GIVEN PASSAGE:

The last thing pastors want is another divisive issue to draw them away from preaching the Word, and it is understandable why some pastors avoid racial reconciliation like a deadly plague or a destructive volcano! Can believers develop an “us and us” versus a “them and us” process for addressing race relations?
The Grace (rather than race) Relations way offers a doctrinally sound, gospel-centered way to encourage believers to grow in our love for God and one another.
The Grace (rather than race) Relations way offers a doctrinally sound, gospel-centered way to encourage believers to grow in our love for God and one another. It is our hope that pastors will come to the Answers Conference prepared to be encouraged to preach the Word in a way that makes disciples of all people groups.
Church doctrinal statements, mission and value statements, communication platforms, new members curriculum, and church discipline processes should clearly communicate sound doctrine, which includes addressing racial reconciliation.
After forty minutes of listening to a man share with me the multiplicity of problems he was experiencing, I must confess that I secretly prayed to God, “Please don’t save this man!” I was counting the hours, days, weeks, and months of counseling this man would require if he got saved! All I wanted to do was simply study and preach the Word!
In a similar way. I have heard from numerous pastors about their hesitancy to get into the “racial reconciliation” conversation. I imagine that some might be secretly praying: “Lord, do not increase the ethnic diversity in our church or institution!”
When it comes to the issue of race relations in the US, the voices and views are multiple, the emotions are heated, and the camps are polarized. Where do pastors look for answers to enlighten and encourage God’s people in how to navigate various worldviews and dysfunctional relationships in a God-honoring way?

DATASET RECORDS:
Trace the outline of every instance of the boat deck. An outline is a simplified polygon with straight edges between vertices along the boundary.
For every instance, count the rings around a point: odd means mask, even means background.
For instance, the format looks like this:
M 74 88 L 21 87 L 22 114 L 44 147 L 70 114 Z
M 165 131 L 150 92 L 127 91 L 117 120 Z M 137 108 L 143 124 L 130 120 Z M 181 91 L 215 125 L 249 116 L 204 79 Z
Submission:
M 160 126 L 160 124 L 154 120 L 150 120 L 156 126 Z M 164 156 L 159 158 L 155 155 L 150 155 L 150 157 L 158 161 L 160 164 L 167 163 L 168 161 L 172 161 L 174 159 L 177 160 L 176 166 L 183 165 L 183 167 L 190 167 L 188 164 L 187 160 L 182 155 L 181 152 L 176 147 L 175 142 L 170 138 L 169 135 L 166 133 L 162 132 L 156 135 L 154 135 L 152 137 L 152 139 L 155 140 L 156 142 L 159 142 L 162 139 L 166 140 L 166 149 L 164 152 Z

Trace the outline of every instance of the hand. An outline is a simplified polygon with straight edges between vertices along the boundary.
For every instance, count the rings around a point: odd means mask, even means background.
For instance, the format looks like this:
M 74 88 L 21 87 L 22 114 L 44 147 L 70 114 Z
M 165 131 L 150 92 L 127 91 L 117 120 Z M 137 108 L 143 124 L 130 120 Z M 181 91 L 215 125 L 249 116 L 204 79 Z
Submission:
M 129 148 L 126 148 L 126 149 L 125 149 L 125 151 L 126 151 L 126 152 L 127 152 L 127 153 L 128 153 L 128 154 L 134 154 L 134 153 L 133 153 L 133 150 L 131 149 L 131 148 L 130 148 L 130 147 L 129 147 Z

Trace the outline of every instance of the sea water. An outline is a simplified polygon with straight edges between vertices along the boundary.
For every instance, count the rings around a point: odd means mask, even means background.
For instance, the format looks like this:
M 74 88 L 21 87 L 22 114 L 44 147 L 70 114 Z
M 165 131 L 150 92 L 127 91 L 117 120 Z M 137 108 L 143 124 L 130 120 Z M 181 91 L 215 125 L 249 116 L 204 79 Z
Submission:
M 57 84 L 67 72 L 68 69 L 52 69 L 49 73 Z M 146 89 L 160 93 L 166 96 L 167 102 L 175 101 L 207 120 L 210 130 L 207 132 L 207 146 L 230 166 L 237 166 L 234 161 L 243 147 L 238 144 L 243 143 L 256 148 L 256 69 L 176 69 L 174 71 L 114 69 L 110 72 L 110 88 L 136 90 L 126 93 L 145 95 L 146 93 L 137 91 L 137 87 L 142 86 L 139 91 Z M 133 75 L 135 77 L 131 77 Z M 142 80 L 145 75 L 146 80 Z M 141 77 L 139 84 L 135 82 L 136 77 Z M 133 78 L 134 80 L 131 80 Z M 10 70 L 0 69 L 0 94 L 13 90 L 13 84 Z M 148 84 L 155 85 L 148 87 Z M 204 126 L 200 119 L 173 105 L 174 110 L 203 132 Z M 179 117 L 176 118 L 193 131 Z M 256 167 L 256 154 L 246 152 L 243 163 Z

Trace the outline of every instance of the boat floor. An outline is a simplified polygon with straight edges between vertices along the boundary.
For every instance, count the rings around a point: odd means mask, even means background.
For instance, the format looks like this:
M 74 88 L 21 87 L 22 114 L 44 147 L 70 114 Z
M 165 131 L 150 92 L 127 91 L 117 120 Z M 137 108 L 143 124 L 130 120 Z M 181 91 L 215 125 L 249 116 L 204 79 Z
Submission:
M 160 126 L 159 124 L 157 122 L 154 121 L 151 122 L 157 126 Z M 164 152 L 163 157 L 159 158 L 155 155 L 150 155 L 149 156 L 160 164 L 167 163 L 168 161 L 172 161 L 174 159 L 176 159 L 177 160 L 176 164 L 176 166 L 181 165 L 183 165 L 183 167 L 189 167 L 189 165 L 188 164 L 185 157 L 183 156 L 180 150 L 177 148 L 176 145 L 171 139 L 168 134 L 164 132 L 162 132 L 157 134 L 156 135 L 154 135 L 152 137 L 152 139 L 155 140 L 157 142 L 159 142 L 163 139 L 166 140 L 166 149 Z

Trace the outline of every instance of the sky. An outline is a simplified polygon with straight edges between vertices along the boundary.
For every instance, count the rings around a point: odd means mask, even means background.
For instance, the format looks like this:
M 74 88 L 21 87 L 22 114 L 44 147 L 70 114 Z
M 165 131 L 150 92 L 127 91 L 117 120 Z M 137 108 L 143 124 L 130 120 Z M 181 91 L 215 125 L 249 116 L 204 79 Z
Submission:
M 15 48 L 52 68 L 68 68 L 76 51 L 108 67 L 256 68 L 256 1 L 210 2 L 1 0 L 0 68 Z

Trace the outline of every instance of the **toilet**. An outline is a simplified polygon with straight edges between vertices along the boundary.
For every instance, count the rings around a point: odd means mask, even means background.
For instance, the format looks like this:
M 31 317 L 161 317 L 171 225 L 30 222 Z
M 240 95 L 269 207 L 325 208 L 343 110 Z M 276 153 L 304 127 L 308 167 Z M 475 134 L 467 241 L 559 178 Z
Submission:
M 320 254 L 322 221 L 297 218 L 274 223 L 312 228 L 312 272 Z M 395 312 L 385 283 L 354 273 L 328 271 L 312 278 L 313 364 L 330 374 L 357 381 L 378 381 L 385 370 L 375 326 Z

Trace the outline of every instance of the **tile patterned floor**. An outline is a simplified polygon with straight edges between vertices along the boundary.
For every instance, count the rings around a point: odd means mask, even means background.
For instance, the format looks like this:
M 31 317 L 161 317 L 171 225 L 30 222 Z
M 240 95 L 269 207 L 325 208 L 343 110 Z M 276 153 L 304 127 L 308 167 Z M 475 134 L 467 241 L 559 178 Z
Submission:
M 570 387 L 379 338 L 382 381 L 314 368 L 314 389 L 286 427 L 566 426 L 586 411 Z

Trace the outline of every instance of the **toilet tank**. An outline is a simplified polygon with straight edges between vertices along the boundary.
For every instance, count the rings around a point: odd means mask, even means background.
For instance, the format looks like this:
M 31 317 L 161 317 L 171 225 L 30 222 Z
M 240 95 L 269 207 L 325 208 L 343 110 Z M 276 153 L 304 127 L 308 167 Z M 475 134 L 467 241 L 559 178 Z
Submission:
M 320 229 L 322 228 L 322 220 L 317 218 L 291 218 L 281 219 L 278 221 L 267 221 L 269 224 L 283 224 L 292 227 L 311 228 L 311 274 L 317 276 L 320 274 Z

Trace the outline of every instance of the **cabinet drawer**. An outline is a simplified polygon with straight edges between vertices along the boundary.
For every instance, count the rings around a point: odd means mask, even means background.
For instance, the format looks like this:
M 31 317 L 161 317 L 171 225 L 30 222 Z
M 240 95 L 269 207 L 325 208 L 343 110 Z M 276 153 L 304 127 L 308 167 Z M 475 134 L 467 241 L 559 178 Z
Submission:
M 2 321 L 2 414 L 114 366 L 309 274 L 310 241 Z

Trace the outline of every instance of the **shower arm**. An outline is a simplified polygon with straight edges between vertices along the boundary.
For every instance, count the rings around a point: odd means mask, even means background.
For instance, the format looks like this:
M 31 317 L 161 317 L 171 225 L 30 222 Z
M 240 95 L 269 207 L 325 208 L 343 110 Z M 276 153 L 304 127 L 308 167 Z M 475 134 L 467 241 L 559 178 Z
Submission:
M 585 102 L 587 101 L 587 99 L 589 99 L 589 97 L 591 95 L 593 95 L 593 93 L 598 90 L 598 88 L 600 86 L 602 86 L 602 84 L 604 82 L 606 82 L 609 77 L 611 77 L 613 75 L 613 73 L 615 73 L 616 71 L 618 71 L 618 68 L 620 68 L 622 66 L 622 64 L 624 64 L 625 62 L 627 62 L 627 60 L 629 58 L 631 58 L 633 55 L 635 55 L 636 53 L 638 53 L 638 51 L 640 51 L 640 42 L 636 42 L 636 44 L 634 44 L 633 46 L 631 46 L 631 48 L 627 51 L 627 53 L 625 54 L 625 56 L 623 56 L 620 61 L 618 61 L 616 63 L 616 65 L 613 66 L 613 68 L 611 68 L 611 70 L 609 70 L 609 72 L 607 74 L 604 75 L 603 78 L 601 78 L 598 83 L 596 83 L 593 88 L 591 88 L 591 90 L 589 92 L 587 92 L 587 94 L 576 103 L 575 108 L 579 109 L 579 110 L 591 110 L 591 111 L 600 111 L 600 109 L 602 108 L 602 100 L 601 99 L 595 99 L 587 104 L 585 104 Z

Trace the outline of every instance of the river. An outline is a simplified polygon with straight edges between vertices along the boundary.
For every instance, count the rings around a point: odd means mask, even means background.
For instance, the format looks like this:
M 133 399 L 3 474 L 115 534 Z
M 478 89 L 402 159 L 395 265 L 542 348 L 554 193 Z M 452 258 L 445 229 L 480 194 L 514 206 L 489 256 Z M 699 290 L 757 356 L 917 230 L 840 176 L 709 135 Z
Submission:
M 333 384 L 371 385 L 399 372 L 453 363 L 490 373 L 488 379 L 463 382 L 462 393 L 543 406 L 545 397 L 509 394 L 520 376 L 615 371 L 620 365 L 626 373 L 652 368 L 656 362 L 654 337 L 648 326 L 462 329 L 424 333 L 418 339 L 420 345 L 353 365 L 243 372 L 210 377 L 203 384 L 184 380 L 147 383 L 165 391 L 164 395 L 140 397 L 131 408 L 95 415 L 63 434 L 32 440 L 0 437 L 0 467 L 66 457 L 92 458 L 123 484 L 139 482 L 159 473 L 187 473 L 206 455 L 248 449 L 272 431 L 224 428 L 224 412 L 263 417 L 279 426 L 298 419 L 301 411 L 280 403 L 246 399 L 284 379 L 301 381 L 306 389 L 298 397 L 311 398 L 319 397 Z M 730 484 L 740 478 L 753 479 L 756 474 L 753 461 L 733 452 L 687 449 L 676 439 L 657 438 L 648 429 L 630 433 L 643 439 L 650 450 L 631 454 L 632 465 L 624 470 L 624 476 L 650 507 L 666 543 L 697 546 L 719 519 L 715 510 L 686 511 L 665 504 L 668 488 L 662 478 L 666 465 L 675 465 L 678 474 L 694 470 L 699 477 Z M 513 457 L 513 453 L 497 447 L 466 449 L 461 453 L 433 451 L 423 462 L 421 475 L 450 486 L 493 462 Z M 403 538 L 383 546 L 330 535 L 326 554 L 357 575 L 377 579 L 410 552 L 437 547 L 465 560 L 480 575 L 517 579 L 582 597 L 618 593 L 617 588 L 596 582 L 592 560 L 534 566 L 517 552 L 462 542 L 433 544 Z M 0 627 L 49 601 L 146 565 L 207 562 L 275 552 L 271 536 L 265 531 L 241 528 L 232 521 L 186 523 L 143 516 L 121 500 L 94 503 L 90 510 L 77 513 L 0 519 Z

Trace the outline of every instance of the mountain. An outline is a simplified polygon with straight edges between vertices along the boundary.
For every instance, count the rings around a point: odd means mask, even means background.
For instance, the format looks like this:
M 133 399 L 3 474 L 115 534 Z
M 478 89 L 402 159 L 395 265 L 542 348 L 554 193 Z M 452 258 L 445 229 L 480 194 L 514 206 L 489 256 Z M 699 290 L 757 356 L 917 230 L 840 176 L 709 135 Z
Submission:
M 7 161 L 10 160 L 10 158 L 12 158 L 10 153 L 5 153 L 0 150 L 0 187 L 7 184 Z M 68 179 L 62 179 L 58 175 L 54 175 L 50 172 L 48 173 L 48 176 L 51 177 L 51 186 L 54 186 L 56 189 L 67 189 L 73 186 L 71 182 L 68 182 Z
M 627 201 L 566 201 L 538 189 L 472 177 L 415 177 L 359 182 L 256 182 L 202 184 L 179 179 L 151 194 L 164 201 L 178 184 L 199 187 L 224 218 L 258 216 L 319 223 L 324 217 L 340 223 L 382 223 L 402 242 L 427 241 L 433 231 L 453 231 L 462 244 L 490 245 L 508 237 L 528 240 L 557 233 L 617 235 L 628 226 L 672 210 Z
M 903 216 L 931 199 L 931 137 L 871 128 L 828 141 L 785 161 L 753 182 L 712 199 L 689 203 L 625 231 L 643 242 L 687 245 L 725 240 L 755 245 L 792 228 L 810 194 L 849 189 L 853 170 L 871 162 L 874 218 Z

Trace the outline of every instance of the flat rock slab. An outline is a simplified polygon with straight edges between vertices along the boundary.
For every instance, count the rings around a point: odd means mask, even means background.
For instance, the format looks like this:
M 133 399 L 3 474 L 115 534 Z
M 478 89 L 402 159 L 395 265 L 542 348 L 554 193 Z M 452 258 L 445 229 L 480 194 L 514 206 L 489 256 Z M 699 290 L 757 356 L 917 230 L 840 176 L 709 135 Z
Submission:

STATED TASK 1:
In the article on race relations, condense the paragraph that begins "Church doctrinal statements" into a bulleted list that keeps its main facts.
STATED TASK 2:
Rename "pastors" to "ministers" in the part of the article on race relations starting at "The last thing" and ending at "addressing race relations?".

EXERCISE SOLUTION 1:
These church materials should clearly communicate sound doctrine, including on racial reconciliation:
- doctrinal statements
- mission and value statements
- communication platforms
- new members curriculum
- church discipline processes

EXERCISE SOLUTION 2:
The last thing ministers want is another divisive issue to draw them away from preaching the Word, and it is understandable why some ministers avoid racial reconciliation like a deadly plague or a destructive volcano! Can believers develop an “us and us” versus a “them and us” process for addressing race relations?